» DATA SHOWN:
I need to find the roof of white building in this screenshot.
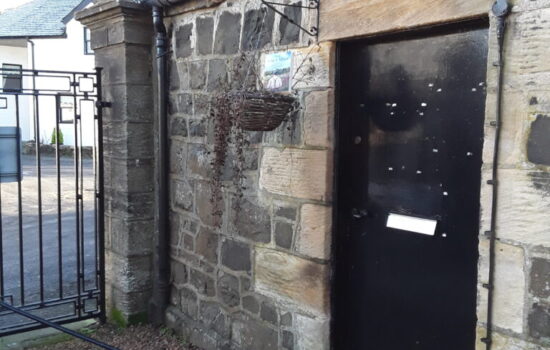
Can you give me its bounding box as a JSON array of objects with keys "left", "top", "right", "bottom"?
[{"left": 0, "top": 0, "right": 91, "bottom": 38}]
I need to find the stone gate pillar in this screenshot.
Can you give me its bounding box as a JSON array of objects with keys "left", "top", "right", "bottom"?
[{"left": 76, "top": 0, "right": 154, "bottom": 324}]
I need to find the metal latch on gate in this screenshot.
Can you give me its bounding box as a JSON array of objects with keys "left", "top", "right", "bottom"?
[{"left": 95, "top": 101, "right": 113, "bottom": 108}]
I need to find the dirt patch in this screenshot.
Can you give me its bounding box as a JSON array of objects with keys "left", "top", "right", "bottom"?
[{"left": 33, "top": 325, "right": 200, "bottom": 350}]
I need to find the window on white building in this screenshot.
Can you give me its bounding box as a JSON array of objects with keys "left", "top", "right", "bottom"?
[
  {"left": 84, "top": 28, "right": 94, "bottom": 55},
  {"left": 2, "top": 63, "right": 23, "bottom": 92}
]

» EXERCISE DETAILS:
Rewrite all of the records above, putting "photo" wherever "screenshot" appears and keeping everything else the same. Omit the pictures.

» TASK RESPONSE:
I need to find the roof of white building in this photo.
Can you give me its bounding box as a JSON array of objects with keys "left", "top", "right", "bottom"?
[{"left": 0, "top": 0, "right": 91, "bottom": 38}]
I need to find the stone gate pillar in this photo.
Can you give me its bounding box as a JSON array of objects with keys "left", "top", "right", "bottom"?
[{"left": 76, "top": 0, "right": 154, "bottom": 324}]
I need to find the metal latch on gate in this photo.
Can you give me its bounding box as a JSON array of objects with keys "left", "top", "right", "bottom"?
[{"left": 95, "top": 101, "right": 113, "bottom": 108}]
I need to find the dirt patch in this photo.
Can you give me its bounding box as a JSON array of objects with keys "left", "top", "right", "bottom"?
[{"left": 33, "top": 325, "right": 200, "bottom": 350}]
I need to find the window on white building in this photo.
Can you give me its bounding box as a JSON array of objects with keys "left", "top", "right", "bottom"?
[
  {"left": 84, "top": 28, "right": 94, "bottom": 55},
  {"left": 2, "top": 63, "right": 23, "bottom": 92}
]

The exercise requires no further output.